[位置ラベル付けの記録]

***

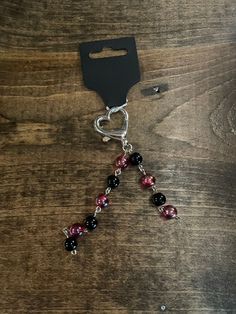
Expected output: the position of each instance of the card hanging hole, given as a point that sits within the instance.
(108, 52)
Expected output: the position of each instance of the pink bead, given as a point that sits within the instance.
(102, 200)
(77, 230)
(147, 181)
(169, 211)
(122, 161)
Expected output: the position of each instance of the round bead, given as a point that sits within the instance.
(113, 181)
(135, 159)
(76, 230)
(91, 222)
(71, 244)
(147, 181)
(169, 211)
(122, 161)
(158, 199)
(102, 200)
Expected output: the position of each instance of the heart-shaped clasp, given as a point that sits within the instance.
(118, 134)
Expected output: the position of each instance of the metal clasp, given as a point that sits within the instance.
(117, 134)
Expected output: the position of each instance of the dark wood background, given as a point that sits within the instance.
(53, 164)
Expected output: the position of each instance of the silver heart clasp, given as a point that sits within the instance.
(117, 134)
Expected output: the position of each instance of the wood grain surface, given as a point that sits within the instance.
(52, 164)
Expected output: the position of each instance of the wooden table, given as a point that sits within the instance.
(53, 164)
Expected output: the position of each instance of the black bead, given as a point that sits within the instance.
(136, 159)
(158, 199)
(71, 244)
(113, 181)
(91, 222)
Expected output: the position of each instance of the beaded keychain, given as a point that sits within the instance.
(127, 158)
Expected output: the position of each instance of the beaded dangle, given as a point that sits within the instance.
(126, 159)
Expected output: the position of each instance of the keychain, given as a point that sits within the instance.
(98, 75)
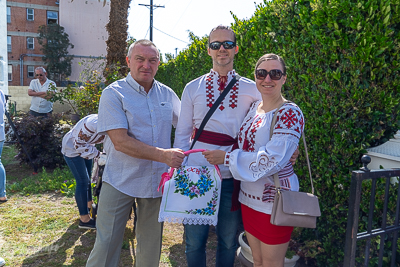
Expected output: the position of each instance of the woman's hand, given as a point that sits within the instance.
(214, 157)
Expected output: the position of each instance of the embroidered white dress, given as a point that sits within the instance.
(197, 98)
(258, 158)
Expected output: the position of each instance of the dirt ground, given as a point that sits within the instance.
(173, 249)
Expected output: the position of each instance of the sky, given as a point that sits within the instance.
(171, 24)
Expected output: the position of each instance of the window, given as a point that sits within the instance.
(10, 72)
(30, 14)
(52, 17)
(8, 14)
(31, 71)
(30, 42)
(9, 44)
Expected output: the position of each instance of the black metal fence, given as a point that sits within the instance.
(378, 246)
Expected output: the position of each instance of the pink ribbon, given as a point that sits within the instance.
(166, 176)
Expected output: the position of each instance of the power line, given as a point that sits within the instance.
(151, 16)
(170, 35)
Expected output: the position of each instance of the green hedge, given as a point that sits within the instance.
(343, 71)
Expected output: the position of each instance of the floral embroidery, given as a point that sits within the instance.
(186, 187)
(289, 119)
(84, 136)
(211, 206)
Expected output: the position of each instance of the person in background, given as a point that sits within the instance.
(3, 197)
(260, 156)
(38, 90)
(79, 150)
(137, 114)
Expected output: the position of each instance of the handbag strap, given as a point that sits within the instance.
(271, 130)
(213, 108)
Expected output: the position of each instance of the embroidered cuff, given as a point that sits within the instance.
(227, 158)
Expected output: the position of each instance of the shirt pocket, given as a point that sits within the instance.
(166, 112)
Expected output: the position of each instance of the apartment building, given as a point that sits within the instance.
(84, 21)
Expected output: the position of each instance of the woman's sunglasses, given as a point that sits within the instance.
(261, 74)
(226, 44)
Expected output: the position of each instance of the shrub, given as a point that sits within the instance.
(343, 67)
(42, 138)
(84, 99)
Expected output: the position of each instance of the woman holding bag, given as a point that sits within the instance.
(78, 148)
(260, 156)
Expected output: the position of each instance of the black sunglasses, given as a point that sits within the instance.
(276, 75)
(226, 44)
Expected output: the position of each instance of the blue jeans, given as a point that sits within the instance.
(2, 174)
(81, 169)
(228, 223)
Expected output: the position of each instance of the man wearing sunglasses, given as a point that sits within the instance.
(197, 98)
(38, 90)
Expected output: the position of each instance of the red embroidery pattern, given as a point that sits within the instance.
(250, 196)
(209, 90)
(234, 96)
(241, 135)
(289, 119)
(251, 134)
(221, 82)
(227, 157)
(221, 86)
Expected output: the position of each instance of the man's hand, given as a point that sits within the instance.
(294, 156)
(173, 157)
(214, 157)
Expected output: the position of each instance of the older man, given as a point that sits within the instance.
(38, 90)
(137, 114)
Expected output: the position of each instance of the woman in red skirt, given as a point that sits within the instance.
(260, 156)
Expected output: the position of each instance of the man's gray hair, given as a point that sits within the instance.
(41, 68)
(143, 42)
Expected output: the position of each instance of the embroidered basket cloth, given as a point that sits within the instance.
(191, 194)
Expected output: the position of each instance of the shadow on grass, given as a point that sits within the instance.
(72, 249)
(177, 255)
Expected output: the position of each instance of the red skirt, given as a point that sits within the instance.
(258, 224)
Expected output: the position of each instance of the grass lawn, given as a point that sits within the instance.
(39, 224)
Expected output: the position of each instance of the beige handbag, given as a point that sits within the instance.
(293, 208)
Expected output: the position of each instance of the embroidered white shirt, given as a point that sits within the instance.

***

» **課題**:
上の記録をすべて、一行も変えずにそのまま返してください。画像は答えに含めないでください。

» **解答**:
Expected output: the position of each instance of the card hanging hole, given as a point that sits within the instance.
(108, 52)
Expected output: the position of each instance of the pink bead, given as a point that sits within the instance.
(102, 200)
(77, 230)
(147, 181)
(169, 211)
(122, 161)
Expected output: the position of each instance of the round bead, given as a point that sits within the instance.
(113, 181)
(135, 159)
(76, 230)
(91, 222)
(71, 244)
(147, 181)
(169, 211)
(122, 161)
(158, 199)
(102, 200)
Expected output: the position of each instance of the heart-shaped clasp, given as a point that sits within the instance.
(118, 134)
Expected output: the position of each instance of the metal clasp, given as a point that sits within the instance.
(117, 134)
Expected output: the position of each instance of the dark wood background, given as a point that sits within the instance.
(53, 164)
Expected output: the position of each instance of the silver heart clasp, given as a point that sits within the instance.
(117, 134)
Expected output: the position of each instance of the wood grain surface, given as a point that sits within the instance.
(52, 164)
Expected output: the position of each instance of the wooden table, given as a point that sits within the instance.
(53, 164)
Expected output: the position of each instance of the black bead, given as a point that sits within the instance.
(136, 159)
(158, 199)
(71, 244)
(113, 181)
(91, 222)
Expected output: the position of each instance of the beaded keychain, given as a point that sits within the instance.
(127, 158)
Expected output: the position of each instance of the beaded dangle, given as a point that sits within the instance.
(126, 159)
Expected output: the position of each instance of the keychain, given as a point that sits within the instance.
(98, 75)
Expected output: the position of each instance of the woman's hand, given as a point that sits within the instance.
(214, 157)
Expected output: the position of each instance of the embroidered white dress, given as a point that sits within the instance.
(197, 98)
(258, 158)
Expected output: the position of each instance of the dirt ground, given as a point that sits within the instance.
(173, 249)
Expected output: the position of each instance of the sky, given as a point that sits within the instance.
(171, 24)
Expected output: the position of each instance of the window, given as a point that sits within the instance.
(10, 72)
(30, 14)
(52, 17)
(8, 14)
(31, 71)
(30, 42)
(9, 44)
Expected output: the position of each instance of the black metal fence, given as a point that sits within the instance.
(378, 246)
Expected output: the position of each instance of the pink ribbon, given as a point that sits within the instance.
(166, 176)
Expected output: the position of each instance of the power line, given as a point that sits within the instance.
(151, 16)
(170, 35)
Expected output: the position of each instance of the green hedge, given as a point that sits within the instance.
(343, 71)
Expected output: the position of each instance of the floral embroidery, given as a point that sits within the instance.
(186, 187)
(289, 119)
(84, 136)
(211, 206)
Expected output: the position of each instance of the person in background, given as a point that sits within the instance.
(3, 197)
(260, 156)
(38, 90)
(79, 150)
(137, 114)
Expected output: the position of each instance of the handbag strap, given as a point that sits within the instance.
(271, 130)
(213, 108)
Expected output: the position of each instance of the embroidered cuff, given as a point that sits within the instance.
(227, 158)
Expected output: the position of each instance of the shirt pocket, given as a point that sits within the instance.
(166, 112)
Expected output: the position of each instance of the apartment building, given as a point that sits within the instance.
(84, 21)
Expected output: the position of each instance of the woman's sunglasses, given as a point that sits within the instance.
(261, 74)
(226, 44)
Expected output: the position of each instance of the shrub, given as a point that sits within the instance.
(343, 67)
(42, 138)
(84, 99)
Expected output: the position of each instance of the woman holding bag, given as a point that sits within the instance.
(78, 148)
(260, 156)
Expected output: the position of each instance of the black sunglasses, given as a point that sits within the instance.
(276, 75)
(226, 44)
Expected output: the position of each instance of the blue jeans, given as a point that sits within the instance.
(2, 174)
(81, 169)
(228, 223)
Expected output: the position of each instance of the man wearing sunglasses, given as a point that sits within the instance.
(197, 98)
(38, 90)
Expected output: the position of each instance of the red embroidery pattern, given as a point that sits within the instance.
(250, 196)
(209, 90)
(234, 96)
(241, 135)
(289, 119)
(251, 134)
(221, 82)
(227, 157)
(221, 86)
Expected output: the position of each instance of the man's hand, given as a point that sits within the instance.
(294, 156)
(173, 157)
(214, 157)
Expected output: the position of each instance of the older man, given as a point that sits within the instance.
(38, 90)
(137, 114)
Expected output: the position of each instance of the woman in red skirt, given as a point that sits within the instance.
(260, 156)
Expected output: the position of each instance of the man's gray hair, given as a point that sits within the instance.
(41, 68)
(143, 42)
Expected output: the position of each instance of the embroidered basket cloth, given as a point that sits within the instance.
(191, 194)
Expected output: the position of each instance of the shadow on grass, given as a point that sits within the instance.
(72, 249)
(177, 255)
Expected output: the position of each instance of the red skirt, given as a point that sits within the instance.
(258, 224)
Expected output: the position of each instance of the grass lawn, given as a point that sits within the instance.
(39, 224)
Expected output: the position of each instance of the beige handbag, given as a point that sits within the instance.
(293, 208)
Expected output: the position of each instance of the embroidered white shirt, given as a point that sits within the instance.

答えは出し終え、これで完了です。